Monday, September 5, 2016

“The Lord takes delight in his people.”

“The Lord takes delight in his people.”
September 6, 2016   Tuesday   Twenty-Third Week of Year II    

In 1Corinthians 6:1-11 Paul gives a whole list of sins that sound horrific. Then he says: “And this is what some of you used to be.” If he stopped there he could qualify as a bellows-pumper for “Catholic guilt.” We almost expect his next words to be, “Repent, you sinners!”

But Paul can never get beyond arm’s reach of the central mystery that obsessed him: the mystery of Christ not just present in us, but identified with us and identifying us with himself. He continues: “You have been washed, consecrated [better, “sanctified”], justified in the name of our Lord Jesus Christ and in the Spirit of our God.”

Paul doesn’t mean just “forgiven.” We understand forgiveness. We give and receive it ourselves as human beings. But forgiveness does not change the one forgiven. It is a change in the forgiver’s attitude or will. Paul is talking mystery. “Washed” for Paul doesn’t mean our sins were “washed away” by the pouring of water. This is a common Scriptural image, but a metaphysical impossibility. You can’t “wash away” sins that are part of one’s life history. When Paul says “washed,” he means “immersed.” In Baptism we went down into the water as into the grave. We died in Christ. Our old life, the “old leaven,” was annihilated, and we rose with the new life of grace, divine life, to live as a “new creation.”

TASK LIST>
- 1) List the three terms in the quoted verse from Paul that the reflection uses to describe what has been done to believers.
- 2) According to the reflection, why can "washed" not mean that sins were washed away by water?
- 3) Answer these questions about the reflection:
(a) Which passage of Scripture does the reflection discuss?
(b) Which word does the reflection suggest in place of "consecrated"?
(c) What does the reflection say happened to the "old leaven"?

Extracted records>
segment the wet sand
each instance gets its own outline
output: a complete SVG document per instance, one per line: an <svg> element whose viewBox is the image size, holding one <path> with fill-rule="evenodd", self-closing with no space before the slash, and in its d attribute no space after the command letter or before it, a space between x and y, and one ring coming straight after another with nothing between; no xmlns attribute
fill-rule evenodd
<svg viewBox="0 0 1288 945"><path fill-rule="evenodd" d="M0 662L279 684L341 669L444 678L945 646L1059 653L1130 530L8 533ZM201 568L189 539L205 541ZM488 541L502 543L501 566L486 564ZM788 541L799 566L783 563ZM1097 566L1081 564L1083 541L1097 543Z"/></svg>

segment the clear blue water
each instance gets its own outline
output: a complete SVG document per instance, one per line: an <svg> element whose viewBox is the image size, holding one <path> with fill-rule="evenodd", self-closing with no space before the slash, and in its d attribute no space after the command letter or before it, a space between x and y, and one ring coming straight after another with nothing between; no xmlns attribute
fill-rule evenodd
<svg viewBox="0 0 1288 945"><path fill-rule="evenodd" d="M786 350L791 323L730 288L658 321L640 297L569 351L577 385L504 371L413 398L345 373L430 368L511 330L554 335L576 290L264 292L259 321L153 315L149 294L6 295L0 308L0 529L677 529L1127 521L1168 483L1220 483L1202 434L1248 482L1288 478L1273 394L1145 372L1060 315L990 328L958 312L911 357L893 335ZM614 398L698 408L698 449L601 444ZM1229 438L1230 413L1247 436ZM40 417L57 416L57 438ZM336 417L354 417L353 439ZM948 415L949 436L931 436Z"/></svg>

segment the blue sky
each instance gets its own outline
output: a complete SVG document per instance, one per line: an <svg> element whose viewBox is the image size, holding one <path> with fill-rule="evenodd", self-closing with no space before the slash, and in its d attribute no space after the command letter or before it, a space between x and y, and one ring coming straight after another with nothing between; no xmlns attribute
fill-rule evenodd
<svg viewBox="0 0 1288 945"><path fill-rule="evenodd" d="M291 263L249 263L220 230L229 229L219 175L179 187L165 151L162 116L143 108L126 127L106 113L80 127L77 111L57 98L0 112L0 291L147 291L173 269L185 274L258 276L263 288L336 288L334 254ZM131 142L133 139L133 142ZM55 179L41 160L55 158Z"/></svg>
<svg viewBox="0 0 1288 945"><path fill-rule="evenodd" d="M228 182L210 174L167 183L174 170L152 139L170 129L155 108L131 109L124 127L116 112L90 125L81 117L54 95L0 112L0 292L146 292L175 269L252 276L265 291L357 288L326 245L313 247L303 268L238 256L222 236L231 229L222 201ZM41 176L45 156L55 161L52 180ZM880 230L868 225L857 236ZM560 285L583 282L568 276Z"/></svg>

ANSWER LIST>
- 1) Washed, consecrated (which the reflection says is better rendered "sanctified"), and justified.

- 2) Sins are part of a person's life history, so washing them away is a metaphysical impossibility, even though it is a common Scriptural image. Paul means "immersed": in Baptism we went down into the water as into the grave and died in Christ.

- 3)
(a) 1 Corinthians 6:1-11.
(b) "Sanctified."
(c) It was annihilated.